#### [STATED TASK]
Substitute "spruce tree" for "pine tree" in everything from the line containing "For the benchmark, mark every instance of the cloudy" down to the end of the records. Return those lines otherwise unchanged, with the pictures omitted.

#### [DATA SHOWN]
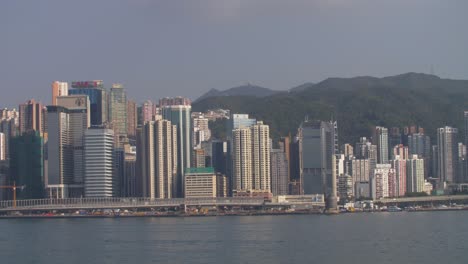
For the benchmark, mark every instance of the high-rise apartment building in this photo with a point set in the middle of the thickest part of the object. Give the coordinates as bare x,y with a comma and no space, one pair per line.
200,183
447,154
347,150
99,176
157,165
318,142
79,119
97,96
27,165
219,156
118,111
31,117
401,151
132,120
59,178
399,182
242,159
148,111
9,122
2,146
394,137
177,110
279,172
380,138
415,174
379,181
59,89
200,130
419,144
261,147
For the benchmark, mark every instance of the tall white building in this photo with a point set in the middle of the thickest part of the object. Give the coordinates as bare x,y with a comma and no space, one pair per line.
447,154
177,110
251,158
79,118
242,159
99,176
398,186
200,130
261,157
157,159
415,174
379,181
59,89
279,172
59,151
2,146
380,138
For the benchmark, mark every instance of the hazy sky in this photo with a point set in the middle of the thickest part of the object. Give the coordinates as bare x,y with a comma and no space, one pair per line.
160,48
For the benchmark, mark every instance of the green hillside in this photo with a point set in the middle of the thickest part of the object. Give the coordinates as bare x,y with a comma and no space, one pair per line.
358,104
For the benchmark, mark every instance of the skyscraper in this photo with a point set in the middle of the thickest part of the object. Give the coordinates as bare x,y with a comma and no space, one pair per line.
2,146
419,144
399,165
100,179
251,158
157,159
59,176
242,159
9,122
31,117
379,181
97,97
317,144
279,172
132,120
59,89
394,137
415,174
148,111
177,110
27,164
447,154
219,156
401,151
380,138
79,119
118,111
261,157
239,121
200,130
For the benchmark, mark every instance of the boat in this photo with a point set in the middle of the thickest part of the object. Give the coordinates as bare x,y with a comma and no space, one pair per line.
394,209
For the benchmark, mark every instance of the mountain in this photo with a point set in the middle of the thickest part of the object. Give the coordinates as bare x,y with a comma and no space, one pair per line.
357,104
245,90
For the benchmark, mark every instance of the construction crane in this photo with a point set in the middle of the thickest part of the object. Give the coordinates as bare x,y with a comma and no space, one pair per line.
12,187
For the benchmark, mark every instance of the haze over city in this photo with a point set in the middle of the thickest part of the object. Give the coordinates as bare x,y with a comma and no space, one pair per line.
170,48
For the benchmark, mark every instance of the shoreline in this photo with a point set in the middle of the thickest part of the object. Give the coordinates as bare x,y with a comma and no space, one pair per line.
76,216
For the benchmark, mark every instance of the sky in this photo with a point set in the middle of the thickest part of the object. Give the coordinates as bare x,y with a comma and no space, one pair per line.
160,48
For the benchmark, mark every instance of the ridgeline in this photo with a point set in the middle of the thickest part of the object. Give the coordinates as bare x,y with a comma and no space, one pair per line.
357,104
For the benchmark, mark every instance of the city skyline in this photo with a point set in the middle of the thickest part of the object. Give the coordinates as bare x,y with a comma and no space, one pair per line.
168,48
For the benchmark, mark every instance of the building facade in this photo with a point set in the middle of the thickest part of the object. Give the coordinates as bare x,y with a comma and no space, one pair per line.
157,143
447,154
318,142
279,173
118,110
177,110
200,183
97,96
58,89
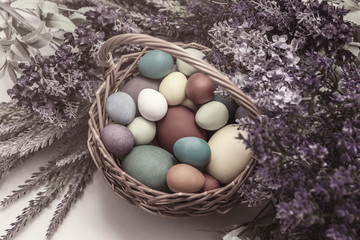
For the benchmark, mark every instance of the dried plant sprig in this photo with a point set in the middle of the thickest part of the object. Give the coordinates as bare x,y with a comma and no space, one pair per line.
42,200
75,189
9,163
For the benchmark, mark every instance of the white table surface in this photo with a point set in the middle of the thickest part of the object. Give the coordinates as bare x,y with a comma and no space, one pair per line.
100,214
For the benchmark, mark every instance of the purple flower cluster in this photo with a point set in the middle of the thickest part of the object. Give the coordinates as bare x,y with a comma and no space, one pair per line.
292,62
57,86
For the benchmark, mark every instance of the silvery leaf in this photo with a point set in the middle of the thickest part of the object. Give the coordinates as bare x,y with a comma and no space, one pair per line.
40,40
85,9
6,44
32,34
354,50
36,39
2,61
59,35
22,50
59,21
77,17
12,73
31,4
48,7
350,4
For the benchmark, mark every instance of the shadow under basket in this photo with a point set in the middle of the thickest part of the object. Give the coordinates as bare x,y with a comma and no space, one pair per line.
219,200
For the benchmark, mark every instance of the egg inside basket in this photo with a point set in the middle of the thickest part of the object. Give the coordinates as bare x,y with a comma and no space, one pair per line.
172,149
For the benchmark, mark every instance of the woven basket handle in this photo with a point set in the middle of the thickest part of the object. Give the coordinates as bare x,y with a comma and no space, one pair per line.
105,60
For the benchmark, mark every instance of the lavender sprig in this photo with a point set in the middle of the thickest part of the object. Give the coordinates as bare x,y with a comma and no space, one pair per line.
75,189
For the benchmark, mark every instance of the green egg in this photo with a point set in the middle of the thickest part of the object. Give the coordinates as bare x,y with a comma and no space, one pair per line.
149,165
155,64
193,151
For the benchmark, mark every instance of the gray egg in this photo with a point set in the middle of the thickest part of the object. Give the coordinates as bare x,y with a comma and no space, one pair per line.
120,107
117,139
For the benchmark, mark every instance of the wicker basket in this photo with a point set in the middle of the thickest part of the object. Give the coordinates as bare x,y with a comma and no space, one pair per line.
126,187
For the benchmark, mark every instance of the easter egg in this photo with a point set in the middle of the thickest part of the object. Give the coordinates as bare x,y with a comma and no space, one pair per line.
185,178
152,104
178,122
210,183
173,88
186,68
230,104
149,165
155,64
229,155
143,130
134,86
190,104
212,115
200,88
240,113
192,150
120,107
117,139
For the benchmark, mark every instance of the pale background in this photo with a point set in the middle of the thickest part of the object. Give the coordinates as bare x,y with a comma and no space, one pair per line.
99,214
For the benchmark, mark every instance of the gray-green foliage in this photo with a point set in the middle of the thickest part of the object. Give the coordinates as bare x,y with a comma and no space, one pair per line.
22,40
22,134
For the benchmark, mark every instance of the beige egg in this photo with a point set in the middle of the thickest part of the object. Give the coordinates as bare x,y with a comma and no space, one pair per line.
185,178
173,88
229,155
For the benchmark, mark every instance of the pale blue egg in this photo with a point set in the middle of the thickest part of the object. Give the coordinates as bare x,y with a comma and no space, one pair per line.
155,64
192,150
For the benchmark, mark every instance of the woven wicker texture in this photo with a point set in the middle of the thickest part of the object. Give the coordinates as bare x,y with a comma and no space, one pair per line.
115,75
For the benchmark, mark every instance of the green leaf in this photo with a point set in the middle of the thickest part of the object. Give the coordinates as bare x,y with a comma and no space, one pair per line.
59,21
31,4
48,7
353,16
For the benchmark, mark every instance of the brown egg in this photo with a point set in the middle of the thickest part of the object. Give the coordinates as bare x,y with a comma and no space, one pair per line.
210,183
200,88
184,178
178,122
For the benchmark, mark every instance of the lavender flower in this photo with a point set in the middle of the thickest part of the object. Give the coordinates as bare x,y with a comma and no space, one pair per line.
59,86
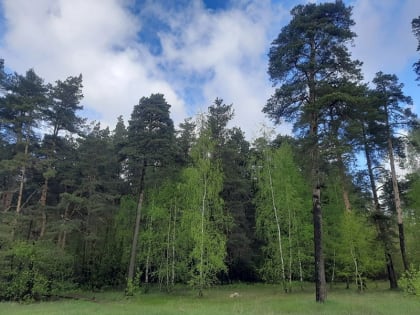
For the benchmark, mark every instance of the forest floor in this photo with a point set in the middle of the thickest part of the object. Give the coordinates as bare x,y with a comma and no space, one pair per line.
253,299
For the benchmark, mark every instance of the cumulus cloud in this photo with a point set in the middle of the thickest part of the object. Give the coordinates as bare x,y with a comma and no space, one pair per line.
127,49
97,38
384,37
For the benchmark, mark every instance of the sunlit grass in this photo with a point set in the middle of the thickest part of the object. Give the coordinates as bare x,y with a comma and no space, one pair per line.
253,299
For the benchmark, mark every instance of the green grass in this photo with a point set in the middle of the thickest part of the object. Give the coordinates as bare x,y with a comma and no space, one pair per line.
253,299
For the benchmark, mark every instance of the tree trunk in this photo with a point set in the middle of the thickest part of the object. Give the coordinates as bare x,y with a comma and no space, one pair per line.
276,216
203,209
43,203
133,255
397,204
342,175
22,180
173,247
320,282
380,225
135,239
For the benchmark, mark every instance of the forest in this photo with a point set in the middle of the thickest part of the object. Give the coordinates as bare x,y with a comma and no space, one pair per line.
145,203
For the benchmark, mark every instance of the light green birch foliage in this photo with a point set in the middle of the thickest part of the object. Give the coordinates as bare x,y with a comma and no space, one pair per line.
282,218
203,218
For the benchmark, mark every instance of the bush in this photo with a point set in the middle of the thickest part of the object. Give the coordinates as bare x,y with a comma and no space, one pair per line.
410,281
33,271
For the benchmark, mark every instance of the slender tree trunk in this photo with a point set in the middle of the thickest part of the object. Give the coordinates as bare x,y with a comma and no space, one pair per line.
320,281
133,255
43,203
168,249
278,225
173,247
203,209
342,175
149,249
22,179
397,204
379,222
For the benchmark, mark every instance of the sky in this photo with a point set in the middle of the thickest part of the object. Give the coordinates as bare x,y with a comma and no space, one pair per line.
192,51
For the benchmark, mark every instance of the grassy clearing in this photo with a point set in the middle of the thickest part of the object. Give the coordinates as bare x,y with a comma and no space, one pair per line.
253,299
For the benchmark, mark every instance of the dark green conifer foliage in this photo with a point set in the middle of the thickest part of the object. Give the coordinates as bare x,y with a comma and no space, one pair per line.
311,51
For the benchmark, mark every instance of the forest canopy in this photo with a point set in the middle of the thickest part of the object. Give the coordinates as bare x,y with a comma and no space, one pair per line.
147,202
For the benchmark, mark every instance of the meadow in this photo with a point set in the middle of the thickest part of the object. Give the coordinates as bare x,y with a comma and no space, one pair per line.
252,299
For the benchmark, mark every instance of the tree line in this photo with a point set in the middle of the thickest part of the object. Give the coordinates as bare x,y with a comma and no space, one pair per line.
150,203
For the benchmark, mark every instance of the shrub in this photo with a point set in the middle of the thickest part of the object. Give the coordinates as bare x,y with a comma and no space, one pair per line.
410,281
33,271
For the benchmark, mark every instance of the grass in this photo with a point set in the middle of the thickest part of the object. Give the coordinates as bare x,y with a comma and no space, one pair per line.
253,299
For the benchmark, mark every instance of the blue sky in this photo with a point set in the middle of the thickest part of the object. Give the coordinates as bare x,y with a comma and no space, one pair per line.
191,51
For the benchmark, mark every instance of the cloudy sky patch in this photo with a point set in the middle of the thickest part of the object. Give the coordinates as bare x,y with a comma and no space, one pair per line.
191,51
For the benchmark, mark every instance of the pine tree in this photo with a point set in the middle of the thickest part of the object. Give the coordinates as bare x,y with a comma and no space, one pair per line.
309,53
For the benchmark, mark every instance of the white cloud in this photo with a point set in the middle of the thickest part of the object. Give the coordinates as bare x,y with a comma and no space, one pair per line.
96,38
385,41
205,54
228,49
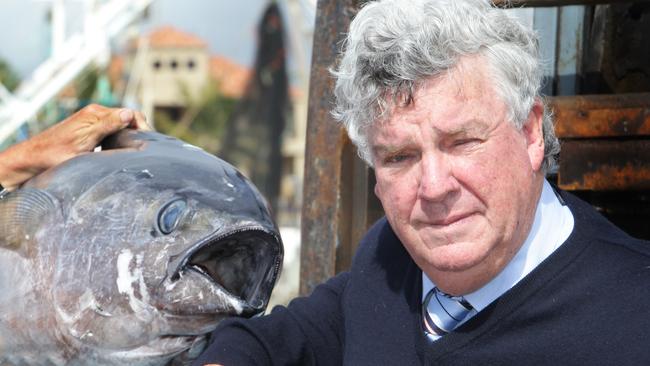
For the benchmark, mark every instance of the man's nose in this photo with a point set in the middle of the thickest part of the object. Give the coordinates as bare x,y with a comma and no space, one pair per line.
437,180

#### [TASK RESPONSE]
For the benchmark, mark every instance of the cloudy sky patch in this photo with a point set in the middle of the thickest part of the object. Give the coordinates as bare x,y with a comma and no space, one pair per line.
191,51
For the benchmark, mark every instance of the spruce tree in this photo with a point set in the middle of the thickest part of the object. Give the coordinates as bare x,y with a comma and no space, one pair per line.
309,53
For the benchmark, mark every instance of the white cloud in this photo with a point set in the middle of the thickest part of the object. Give the coordinates as bare x,y with a comma and no space, one pair per line.
96,38
385,41
205,54
228,49
For the benchmark, mark every instance of the man's nose in this photo with a point set in the middle of the thickest part of the object. Give the coordinates as bare x,y with a comma and no space, one pair per line.
437,180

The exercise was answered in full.